Instructions for the task: Can you transcribe the data below line for line, omitting the pictures?

Material for this task:
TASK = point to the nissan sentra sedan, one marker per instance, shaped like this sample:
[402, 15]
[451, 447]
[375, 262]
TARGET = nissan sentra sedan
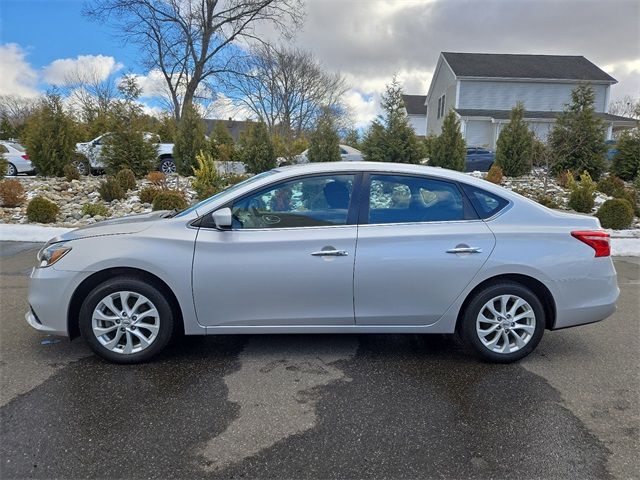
[352, 247]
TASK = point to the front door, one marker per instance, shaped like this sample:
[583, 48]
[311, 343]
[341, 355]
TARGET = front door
[419, 246]
[288, 260]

Correct response:
TASK = point to the nissan sentra sedan, one marker per instance, shaped like this sample:
[402, 15]
[451, 447]
[375, 262]
TARGET = nissan sentra sedan
[352, 247]
TASK = point to the front door, one marker per instance, shaped like this sample:
[583, 48]
[311, 343]
[341, 355]
TARGET = front door
[419, 246]
[288, 260]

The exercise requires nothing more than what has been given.